- WORK TASK -
Below are the records; copy exactly the stretch from the line containing "Task: for each" through the line containing "positive clicks: (459, 462)", both ends included, and nothing else.

- GIVEN ENTRIES -
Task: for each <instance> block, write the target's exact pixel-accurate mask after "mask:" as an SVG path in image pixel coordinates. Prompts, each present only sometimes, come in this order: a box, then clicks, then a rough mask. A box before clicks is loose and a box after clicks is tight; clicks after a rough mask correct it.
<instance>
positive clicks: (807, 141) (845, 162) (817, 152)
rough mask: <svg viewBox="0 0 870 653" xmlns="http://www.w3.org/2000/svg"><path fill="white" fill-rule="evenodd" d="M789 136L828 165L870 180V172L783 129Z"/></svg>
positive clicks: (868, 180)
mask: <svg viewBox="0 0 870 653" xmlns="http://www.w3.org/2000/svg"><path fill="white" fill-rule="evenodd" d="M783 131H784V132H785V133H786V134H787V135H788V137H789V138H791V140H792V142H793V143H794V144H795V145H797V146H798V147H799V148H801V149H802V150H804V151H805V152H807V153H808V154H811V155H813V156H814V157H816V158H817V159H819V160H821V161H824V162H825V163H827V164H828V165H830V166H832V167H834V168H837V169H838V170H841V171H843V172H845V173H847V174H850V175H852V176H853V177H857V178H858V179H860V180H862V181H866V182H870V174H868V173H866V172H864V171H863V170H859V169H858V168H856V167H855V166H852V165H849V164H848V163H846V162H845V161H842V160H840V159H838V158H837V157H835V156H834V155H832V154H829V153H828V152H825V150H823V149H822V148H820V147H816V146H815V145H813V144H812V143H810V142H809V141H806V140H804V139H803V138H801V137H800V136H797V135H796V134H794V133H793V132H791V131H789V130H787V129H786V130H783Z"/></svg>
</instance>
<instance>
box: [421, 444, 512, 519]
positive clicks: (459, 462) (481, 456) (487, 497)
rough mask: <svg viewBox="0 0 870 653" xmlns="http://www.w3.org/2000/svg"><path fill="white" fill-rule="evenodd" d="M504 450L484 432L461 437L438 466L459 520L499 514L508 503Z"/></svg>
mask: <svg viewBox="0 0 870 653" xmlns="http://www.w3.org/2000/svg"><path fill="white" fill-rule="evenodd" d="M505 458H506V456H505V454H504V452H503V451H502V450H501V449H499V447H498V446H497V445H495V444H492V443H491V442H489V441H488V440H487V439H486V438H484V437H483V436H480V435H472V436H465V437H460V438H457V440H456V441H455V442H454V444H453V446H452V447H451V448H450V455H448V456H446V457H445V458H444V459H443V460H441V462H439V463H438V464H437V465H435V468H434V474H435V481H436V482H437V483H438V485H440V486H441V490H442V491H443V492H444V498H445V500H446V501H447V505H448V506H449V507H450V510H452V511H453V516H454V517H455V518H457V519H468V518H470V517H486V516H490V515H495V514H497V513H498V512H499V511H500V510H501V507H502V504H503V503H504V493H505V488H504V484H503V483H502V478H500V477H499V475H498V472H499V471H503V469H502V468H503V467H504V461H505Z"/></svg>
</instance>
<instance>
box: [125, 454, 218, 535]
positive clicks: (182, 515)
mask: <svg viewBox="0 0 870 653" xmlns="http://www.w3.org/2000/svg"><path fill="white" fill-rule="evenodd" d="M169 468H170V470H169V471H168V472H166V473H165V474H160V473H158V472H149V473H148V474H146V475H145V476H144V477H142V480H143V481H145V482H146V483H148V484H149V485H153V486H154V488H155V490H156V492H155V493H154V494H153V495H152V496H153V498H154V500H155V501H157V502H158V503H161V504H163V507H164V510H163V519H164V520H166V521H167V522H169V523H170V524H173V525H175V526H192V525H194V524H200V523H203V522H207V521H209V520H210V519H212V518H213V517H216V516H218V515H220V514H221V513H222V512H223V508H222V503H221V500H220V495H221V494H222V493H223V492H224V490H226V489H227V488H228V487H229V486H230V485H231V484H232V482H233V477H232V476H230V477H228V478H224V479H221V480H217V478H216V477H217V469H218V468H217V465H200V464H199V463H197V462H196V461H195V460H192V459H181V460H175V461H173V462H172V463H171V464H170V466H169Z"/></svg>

...

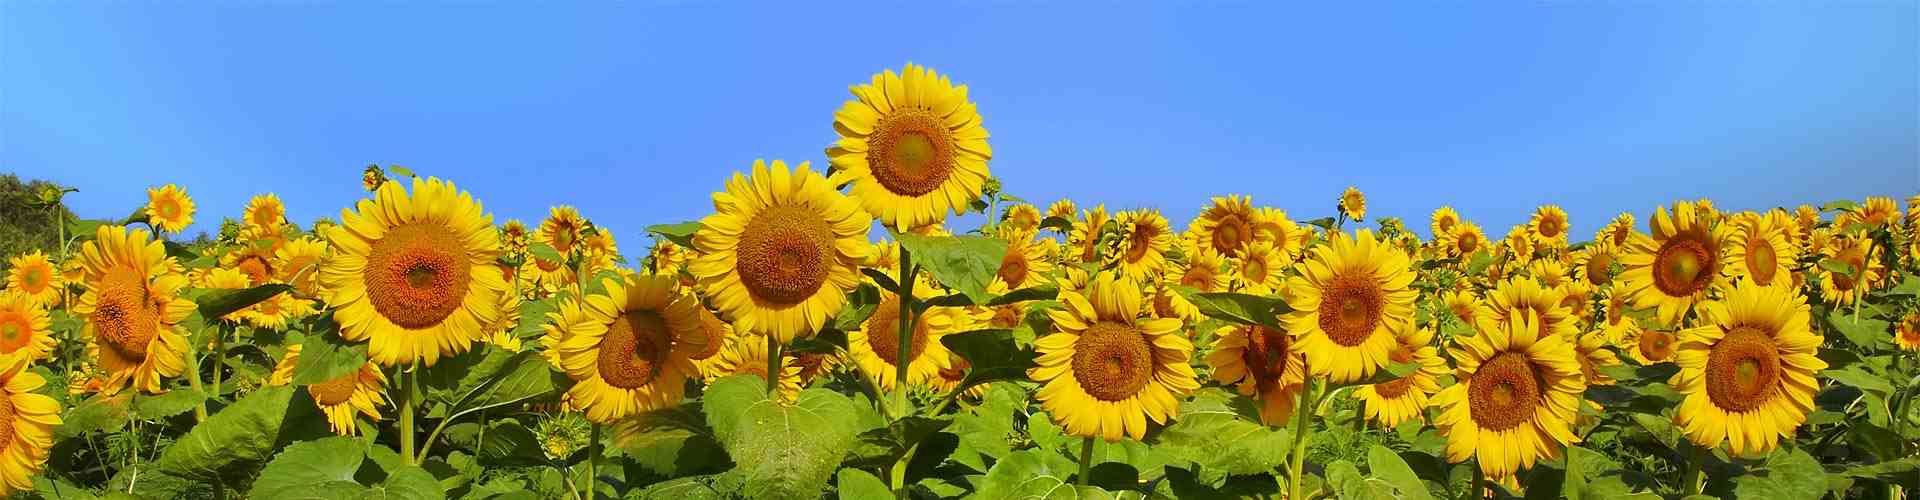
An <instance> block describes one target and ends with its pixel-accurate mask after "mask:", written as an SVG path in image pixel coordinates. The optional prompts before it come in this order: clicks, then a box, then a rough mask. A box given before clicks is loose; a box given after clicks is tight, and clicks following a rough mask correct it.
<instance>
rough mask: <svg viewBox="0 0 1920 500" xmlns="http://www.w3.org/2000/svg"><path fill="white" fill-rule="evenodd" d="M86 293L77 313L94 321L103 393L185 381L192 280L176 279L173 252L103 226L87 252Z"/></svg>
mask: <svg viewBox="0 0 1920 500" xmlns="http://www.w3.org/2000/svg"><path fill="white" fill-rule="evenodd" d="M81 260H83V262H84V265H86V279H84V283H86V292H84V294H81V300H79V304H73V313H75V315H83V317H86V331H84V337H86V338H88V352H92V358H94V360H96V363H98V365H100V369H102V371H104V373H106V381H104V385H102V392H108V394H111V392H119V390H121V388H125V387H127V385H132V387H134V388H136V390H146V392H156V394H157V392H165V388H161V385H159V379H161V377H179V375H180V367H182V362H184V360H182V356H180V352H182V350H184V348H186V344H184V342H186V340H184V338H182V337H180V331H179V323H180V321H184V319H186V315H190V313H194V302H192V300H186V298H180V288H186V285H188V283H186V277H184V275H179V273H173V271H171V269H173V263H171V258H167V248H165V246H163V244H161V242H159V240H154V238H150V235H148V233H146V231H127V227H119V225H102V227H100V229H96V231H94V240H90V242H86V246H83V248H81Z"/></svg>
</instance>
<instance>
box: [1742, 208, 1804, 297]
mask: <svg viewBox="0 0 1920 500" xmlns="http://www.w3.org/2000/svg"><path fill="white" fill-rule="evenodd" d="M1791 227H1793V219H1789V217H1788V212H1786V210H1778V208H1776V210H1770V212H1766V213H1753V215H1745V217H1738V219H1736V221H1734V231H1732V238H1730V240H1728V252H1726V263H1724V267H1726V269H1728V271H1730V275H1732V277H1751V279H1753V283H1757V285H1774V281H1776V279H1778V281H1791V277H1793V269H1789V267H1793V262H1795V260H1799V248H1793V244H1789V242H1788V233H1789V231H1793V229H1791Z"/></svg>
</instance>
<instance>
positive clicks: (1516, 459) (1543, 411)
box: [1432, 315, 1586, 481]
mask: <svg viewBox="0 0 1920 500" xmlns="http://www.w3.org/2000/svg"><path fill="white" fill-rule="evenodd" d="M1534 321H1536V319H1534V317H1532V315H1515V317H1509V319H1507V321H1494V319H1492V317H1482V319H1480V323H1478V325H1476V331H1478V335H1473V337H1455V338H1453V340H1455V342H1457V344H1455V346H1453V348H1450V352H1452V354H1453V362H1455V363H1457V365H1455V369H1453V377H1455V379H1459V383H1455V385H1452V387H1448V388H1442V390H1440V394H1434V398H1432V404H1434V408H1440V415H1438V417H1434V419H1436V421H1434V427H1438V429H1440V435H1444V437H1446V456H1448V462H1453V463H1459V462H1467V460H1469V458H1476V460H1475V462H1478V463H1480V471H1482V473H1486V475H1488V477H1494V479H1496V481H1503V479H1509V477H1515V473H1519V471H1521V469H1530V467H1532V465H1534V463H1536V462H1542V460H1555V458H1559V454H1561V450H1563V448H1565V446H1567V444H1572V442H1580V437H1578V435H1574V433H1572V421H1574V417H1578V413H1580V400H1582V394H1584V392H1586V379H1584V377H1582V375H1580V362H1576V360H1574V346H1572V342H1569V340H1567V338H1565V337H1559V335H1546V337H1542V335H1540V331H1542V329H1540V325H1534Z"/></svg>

--

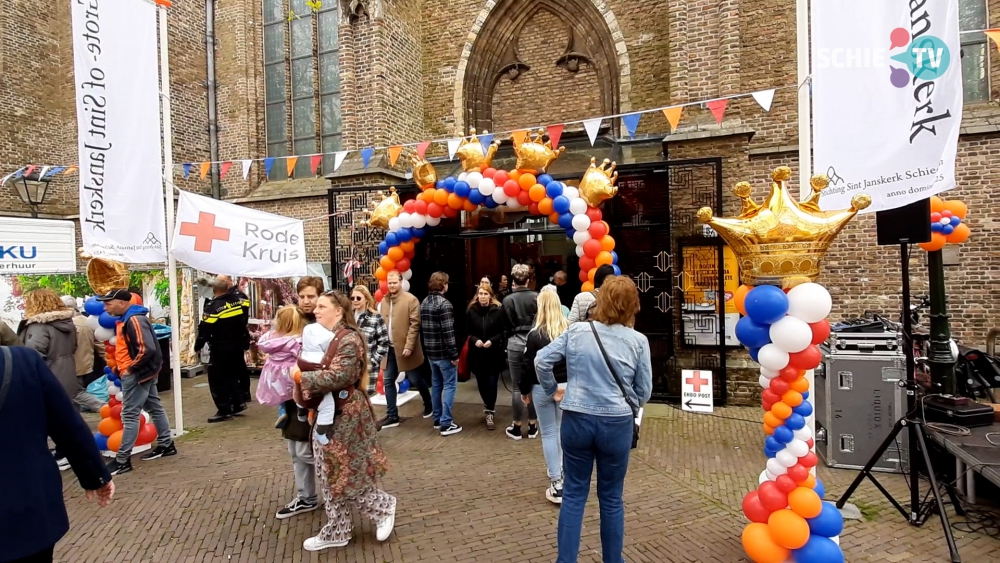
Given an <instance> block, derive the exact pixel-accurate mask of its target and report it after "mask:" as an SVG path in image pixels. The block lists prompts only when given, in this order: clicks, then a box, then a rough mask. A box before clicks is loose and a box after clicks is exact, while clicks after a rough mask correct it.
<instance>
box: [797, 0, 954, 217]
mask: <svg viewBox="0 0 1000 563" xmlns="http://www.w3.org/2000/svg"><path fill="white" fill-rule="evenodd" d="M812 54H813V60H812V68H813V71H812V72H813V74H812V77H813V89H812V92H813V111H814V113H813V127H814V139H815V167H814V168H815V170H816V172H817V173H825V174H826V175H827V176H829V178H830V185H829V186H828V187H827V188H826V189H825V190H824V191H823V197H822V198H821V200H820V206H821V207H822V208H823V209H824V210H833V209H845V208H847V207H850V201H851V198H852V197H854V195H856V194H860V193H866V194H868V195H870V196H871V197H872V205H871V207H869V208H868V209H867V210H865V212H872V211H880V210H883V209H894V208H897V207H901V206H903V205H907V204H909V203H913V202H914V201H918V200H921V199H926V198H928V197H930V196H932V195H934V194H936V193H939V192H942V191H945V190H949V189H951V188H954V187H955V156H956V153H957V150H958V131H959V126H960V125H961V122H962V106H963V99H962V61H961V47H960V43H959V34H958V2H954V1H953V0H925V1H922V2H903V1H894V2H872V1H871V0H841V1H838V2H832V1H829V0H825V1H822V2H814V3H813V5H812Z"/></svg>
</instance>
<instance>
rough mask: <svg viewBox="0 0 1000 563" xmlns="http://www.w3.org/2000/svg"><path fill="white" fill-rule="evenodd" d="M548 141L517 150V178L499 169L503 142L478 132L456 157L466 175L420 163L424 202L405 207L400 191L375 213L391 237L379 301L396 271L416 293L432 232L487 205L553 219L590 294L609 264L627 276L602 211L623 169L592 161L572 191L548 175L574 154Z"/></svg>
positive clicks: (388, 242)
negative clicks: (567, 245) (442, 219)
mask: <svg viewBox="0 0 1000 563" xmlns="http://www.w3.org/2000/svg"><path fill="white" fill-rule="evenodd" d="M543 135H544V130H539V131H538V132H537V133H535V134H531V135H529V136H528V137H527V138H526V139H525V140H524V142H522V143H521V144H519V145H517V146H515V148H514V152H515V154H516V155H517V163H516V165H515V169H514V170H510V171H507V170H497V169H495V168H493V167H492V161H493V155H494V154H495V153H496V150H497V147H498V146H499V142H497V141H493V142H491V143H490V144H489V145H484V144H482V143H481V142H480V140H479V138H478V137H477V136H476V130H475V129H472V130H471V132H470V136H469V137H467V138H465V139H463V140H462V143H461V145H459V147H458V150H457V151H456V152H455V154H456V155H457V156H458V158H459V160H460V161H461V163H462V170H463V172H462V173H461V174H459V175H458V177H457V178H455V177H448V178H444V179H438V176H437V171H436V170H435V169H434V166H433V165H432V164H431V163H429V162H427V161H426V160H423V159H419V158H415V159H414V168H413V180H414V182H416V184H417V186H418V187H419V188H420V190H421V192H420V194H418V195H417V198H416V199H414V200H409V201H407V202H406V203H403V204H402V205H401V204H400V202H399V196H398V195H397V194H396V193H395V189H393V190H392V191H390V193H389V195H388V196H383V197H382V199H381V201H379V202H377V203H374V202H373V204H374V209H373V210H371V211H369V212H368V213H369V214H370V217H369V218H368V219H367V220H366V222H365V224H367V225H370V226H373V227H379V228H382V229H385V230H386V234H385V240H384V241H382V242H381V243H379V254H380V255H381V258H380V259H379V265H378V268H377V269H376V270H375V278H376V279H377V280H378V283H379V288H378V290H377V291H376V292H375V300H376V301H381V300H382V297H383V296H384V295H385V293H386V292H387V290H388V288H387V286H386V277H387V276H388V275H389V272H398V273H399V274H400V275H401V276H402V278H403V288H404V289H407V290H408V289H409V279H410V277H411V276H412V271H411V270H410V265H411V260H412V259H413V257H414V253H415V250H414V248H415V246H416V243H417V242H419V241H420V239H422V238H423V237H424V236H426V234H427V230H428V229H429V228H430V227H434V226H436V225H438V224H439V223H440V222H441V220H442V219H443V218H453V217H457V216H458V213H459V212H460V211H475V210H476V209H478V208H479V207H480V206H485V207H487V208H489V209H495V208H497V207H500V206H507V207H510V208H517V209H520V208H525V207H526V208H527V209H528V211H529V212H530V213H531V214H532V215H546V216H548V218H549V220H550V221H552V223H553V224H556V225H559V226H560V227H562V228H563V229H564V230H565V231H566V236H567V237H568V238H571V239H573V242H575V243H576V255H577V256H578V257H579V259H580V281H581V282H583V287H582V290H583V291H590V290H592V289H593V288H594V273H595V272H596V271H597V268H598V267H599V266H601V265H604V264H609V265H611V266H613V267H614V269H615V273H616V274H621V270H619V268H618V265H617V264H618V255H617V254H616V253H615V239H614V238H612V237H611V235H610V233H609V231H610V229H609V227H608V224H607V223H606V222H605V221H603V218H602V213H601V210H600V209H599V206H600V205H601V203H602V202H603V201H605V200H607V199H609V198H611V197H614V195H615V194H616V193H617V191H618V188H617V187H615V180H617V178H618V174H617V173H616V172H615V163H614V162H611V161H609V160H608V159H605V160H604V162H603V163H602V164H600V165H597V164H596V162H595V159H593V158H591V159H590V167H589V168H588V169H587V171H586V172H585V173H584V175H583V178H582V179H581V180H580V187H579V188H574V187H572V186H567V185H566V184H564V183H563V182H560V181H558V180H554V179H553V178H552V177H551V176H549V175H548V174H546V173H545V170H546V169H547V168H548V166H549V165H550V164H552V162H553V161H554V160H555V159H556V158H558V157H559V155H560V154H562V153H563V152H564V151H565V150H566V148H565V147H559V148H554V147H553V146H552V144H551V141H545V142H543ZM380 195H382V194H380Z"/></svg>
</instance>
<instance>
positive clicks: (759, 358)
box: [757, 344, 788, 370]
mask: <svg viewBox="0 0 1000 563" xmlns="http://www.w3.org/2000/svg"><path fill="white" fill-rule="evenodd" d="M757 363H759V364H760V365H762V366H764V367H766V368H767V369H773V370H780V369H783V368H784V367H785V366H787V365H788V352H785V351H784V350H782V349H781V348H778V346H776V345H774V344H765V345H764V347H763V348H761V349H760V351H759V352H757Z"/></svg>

- SOLVED EXERCISE -
Task: for each <instance> block, write the target's exact pixel-accurate mask after "mask:" as an SVG path in image pixel coordinates. Prompts, each present only sometimes, come in this order: a box, then clicks, then a rough mask. A box before clicks is loose and a box after clicks is tight; clicks after a rough mask correct it.
<instance>
positive clicks: (807, 141) (845, 162) (817, 152)
rough mask: <svg viewBox="0 0 870 653" xmlns="http://www.w3.org/2000/svg"><path fill="white" fill-rule="evenodd" d="M789 136L828 165L870 180V172L783 129Z"/></svg>
positive clicks: (868, 180)
mask: <svg viewBox="0 0 870 653" xmlns="http://www.w3.org/2000/svg"><path fill="white" fill-rule="evenodd" d="M783 131H784V132H785V133H786V134H787V135H788V137H789V138H791V140H792V142H793V143H794V144H795V145H797V146H798V147H799V148H801V149H802V150H804V151H805V152H807V153H808V154H811V155H813V156H814V157H816V158H817V159H819V160H821V161H824V162H825V163H827V164H828V165H830V166H832V167H834V168H837V169H838V170H841V171H843V172H845V173H847V174H850V175H852V176H853V177H857V178H858V179H860V180H862V181H866V182H870V174H868V173H866V172H864V171H863V170H859V169H858V168H856V167H855V166H852V165H849V164H848V163H846V162H845V161H842V160H840V159H838V158H837V157H835V156H834V155H832V154H829V153H828V152H825V150H823V149H822V148H820V147H816V146H815V145H813V144H812V143H810V142H809V141H806V140H804V139H803V138H801V137H800V136H797V135H796V134H794V133H793V132H791V131H789V130H787V129H786V130H783Z"/></svg>
</instance>
<instance>
box: [421, 444, 512, 519]
positive clicks: (459, 462) (481, 456) (487, 497)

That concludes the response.